Listing -
===
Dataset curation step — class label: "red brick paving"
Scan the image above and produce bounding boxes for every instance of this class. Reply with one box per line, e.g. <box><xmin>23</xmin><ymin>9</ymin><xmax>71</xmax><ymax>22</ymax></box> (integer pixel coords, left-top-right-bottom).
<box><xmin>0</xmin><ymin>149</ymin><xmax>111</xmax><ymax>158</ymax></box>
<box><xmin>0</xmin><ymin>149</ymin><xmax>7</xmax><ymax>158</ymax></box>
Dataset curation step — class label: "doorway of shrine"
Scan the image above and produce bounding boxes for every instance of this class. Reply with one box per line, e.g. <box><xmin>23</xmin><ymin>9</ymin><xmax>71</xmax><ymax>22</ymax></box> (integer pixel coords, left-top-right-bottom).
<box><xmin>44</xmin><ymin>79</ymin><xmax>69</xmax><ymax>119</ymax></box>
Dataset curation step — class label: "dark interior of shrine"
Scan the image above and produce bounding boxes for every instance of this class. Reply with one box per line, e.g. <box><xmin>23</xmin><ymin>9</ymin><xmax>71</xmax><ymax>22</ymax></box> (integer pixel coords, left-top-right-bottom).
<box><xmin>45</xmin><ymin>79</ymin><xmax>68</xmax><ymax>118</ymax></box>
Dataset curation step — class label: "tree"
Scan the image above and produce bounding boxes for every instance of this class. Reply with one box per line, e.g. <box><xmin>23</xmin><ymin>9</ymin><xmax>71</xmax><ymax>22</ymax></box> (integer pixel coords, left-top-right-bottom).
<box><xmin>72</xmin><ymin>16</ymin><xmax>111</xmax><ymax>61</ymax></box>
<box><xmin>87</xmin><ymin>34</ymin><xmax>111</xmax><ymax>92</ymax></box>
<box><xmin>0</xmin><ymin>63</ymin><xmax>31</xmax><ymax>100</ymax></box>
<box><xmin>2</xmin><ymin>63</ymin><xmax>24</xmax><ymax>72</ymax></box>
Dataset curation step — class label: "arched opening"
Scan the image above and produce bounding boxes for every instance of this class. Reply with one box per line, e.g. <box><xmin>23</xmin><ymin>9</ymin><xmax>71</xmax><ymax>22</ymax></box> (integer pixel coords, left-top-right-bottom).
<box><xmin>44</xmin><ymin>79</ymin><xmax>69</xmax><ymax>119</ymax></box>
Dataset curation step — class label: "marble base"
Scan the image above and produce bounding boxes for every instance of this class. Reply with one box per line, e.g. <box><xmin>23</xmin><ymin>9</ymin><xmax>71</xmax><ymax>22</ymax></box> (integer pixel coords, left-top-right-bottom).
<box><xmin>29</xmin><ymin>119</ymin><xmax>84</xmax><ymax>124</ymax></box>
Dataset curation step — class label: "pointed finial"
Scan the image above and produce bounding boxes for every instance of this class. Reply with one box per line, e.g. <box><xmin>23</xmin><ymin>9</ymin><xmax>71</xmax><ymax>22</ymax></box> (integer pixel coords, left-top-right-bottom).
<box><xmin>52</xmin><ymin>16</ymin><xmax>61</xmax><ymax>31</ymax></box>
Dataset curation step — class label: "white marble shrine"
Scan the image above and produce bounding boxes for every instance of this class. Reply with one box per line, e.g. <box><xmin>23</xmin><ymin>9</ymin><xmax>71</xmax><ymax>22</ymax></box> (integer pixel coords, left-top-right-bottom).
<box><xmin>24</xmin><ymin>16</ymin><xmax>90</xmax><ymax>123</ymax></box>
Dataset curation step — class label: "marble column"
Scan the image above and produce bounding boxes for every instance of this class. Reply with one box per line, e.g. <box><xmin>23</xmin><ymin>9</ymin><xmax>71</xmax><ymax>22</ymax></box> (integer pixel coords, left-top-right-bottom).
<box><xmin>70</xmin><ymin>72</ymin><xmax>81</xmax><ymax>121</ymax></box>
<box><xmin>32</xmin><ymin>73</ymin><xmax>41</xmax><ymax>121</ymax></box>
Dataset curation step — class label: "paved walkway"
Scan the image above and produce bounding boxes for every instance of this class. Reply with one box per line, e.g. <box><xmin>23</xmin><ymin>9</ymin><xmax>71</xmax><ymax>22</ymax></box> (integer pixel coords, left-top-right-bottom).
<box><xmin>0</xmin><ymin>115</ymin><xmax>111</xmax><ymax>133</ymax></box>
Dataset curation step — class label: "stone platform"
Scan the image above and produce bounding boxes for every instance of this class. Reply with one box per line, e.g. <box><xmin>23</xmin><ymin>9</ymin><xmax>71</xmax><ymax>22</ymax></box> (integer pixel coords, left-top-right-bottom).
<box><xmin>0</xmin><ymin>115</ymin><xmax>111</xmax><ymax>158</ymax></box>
===
Exercise description - Show every line from the rows above that contains the word "curation", matching case exactly.

Expected answer -
Dataset curation step — class label: "red brick paving"
Dataset curation step — class label: "doorway of shrine"
Dataset curation step — class label: "dark interior of shrine"
Dataset curation step — class label: "tree"
Dataset curation step — class label: "arched opening"
Dataset curation step — class label: "marble base"
Dataset curation step — class label: "pointed finial"
Dataset curation step — class label: "white marble shrine"
Dataset curation step — class label: "marble column"
Dataset curation step — class label: "paved walkway"
Dataset curation step — class label: "stone platform"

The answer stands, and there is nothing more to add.